● Aim of the exercise: Update everything from the start of the entries down to the line containing "(542, 346), (800, 600)" by replacing "building" with "structure", and write out those lines with nothing else changed.

Entries for bounding box labeling
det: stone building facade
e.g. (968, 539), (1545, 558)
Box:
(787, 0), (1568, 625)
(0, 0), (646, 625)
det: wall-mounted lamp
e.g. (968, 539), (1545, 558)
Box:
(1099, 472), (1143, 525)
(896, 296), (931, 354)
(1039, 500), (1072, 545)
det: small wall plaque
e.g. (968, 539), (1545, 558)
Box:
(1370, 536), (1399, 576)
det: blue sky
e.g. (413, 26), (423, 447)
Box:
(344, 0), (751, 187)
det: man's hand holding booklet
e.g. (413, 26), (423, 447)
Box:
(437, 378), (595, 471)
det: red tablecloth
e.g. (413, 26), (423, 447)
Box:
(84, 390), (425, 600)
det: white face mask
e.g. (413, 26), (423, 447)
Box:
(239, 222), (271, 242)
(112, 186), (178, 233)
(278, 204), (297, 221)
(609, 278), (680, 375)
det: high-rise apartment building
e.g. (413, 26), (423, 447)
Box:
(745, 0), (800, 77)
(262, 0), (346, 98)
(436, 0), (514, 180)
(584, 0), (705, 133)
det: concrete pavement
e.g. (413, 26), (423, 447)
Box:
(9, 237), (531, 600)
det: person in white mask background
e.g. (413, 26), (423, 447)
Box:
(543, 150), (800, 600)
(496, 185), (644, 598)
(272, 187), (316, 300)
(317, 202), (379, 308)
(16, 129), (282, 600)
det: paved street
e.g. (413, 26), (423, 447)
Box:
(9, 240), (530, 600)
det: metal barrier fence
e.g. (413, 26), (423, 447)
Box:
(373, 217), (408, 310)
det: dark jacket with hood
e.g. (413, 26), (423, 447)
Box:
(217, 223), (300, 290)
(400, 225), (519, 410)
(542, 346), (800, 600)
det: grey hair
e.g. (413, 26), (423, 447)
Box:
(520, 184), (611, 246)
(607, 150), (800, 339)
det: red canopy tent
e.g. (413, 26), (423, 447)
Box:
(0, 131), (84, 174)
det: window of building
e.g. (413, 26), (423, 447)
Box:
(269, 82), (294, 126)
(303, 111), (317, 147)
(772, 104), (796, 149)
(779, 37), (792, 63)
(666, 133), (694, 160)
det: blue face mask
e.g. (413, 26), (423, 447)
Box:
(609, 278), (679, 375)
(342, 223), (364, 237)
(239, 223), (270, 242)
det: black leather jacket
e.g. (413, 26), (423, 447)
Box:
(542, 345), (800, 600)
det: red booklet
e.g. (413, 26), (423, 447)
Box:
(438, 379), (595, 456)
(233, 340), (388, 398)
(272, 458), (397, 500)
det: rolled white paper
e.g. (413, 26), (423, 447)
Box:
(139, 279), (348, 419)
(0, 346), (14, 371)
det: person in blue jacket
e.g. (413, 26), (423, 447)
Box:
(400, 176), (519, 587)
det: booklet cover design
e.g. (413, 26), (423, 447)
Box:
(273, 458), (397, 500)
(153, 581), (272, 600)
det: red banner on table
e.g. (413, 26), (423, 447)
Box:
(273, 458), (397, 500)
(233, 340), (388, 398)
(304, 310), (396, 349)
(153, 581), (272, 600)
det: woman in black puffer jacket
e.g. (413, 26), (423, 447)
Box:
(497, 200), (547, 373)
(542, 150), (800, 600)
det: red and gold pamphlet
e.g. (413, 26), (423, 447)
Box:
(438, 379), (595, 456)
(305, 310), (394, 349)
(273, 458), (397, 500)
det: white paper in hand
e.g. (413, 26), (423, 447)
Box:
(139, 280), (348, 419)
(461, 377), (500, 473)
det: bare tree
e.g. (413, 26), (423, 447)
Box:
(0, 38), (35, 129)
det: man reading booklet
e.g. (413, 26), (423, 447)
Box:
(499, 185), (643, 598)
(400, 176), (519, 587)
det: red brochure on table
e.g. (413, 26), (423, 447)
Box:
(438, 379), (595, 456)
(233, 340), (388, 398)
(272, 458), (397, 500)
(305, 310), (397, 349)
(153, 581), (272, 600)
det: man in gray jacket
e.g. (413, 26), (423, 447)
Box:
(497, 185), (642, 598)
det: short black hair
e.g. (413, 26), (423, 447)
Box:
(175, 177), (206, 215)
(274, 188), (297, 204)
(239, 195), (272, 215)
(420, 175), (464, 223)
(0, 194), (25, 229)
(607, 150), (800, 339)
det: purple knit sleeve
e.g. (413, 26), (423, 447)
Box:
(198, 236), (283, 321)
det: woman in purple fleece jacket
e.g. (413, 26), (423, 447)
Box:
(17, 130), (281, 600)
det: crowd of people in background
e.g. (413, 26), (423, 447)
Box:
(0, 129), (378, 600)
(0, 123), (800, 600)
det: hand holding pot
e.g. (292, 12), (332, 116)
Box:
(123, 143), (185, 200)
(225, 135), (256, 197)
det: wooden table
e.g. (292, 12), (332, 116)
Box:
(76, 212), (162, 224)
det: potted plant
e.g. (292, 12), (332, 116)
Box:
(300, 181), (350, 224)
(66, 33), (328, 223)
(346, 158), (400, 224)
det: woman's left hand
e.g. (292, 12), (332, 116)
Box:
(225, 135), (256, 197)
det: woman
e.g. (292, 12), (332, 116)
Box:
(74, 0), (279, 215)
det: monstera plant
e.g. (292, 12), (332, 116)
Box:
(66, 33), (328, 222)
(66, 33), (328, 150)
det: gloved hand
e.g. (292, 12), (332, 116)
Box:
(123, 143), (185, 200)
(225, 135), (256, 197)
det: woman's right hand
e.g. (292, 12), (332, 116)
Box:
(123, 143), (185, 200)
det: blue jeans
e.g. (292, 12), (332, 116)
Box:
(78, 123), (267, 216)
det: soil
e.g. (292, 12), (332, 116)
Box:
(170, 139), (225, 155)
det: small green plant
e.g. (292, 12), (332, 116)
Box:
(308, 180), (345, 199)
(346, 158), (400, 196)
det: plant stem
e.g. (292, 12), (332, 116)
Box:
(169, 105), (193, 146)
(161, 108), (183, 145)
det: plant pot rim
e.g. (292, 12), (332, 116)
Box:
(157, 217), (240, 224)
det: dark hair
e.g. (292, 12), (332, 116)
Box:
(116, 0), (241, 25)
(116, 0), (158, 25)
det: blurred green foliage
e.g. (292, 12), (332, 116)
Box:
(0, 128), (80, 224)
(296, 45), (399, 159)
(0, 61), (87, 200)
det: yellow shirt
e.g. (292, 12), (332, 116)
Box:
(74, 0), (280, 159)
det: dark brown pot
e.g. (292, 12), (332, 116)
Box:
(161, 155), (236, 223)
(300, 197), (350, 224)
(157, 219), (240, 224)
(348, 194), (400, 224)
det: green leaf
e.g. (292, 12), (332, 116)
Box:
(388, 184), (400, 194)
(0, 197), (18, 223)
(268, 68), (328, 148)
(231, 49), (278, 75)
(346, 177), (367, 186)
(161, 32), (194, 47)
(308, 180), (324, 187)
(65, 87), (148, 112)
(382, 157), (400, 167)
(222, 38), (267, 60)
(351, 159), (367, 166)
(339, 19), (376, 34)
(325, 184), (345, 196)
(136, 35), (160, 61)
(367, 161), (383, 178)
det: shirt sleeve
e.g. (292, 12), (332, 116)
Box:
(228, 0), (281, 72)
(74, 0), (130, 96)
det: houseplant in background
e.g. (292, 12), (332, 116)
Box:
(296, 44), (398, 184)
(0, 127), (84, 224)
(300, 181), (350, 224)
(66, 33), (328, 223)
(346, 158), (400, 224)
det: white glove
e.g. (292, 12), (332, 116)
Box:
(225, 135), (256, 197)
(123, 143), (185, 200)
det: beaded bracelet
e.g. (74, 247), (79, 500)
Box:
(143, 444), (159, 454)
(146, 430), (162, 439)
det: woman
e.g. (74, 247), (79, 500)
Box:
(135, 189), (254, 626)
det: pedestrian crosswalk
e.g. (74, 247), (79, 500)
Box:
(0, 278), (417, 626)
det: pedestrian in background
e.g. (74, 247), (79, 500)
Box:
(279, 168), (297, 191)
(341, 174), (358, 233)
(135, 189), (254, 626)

● Response:
det: stone structure facade
e.g. (968, 539), (1545, 558)
Box:
(787, 0), (1568, 625)
(0, 0), (646, 625)
det: wall-mounted lamp
e.g. (968, 539), (1545, 558)
Box:
(1099, 472), (1143, 525)
(896, 296), (931, 354)
(1039, 500), (1072, 545)
det: small wall plaque
e.g. (968, 539), (1545, 558)
Box:
(1370, 536), (1399, 576)
det: blue sky
e.g. (413, 26), (423, 447)
Box:
(344, 0), (751, 187)
det: man's hand holding booklet
e.g. (413, 26), (423, 447)
Box:
(437, 378), (595, 471)
det: red tablecloth
e.g. (413, 26), (423, 447)
Box:
(84, 390), (425, 600)
det: white face mask
e.g. (413, 26), (423, 447)
Box:
(239, 222), (271, 242)
(112, 186), (178, 233)
(278, 204), (297, 221)
(609, 278), (680, 375)
det: high-rise apartment structure
e.g. (413, 26), (423, 447)
Box:
(745, 0), (800, 77)
(262, 0), (346, 98)
(436, 0), (514, 180)
(584, 0), (705, 133)
det: concrete pavement
e.g. (413, 26), (423, 447)
Box:
(9, 237), (531, 600)
det: person in white mask background
e.g. (413, 26), (423, 447)
Box:
(543, 150), (800, 600)
(496, 185), (644, 598)
(272, 187), (316, 300)
(317, 202), (379, 308)
(16, 129), (282, 600)
det: paved street
e.g. (413, 26), (423, 447)
Box:
(9, 240), (530, 600)
det: metal barrier fence
e.g. (413, 26), (423, 447)
Box:
(373, 217), (408, 310)
det: dark jacket with hood
e.g. (413, 26), (423, 447)
Box:
(217, 223), (300, 290)
(400, 225), (519, 410)
(542, 346), (800, 600)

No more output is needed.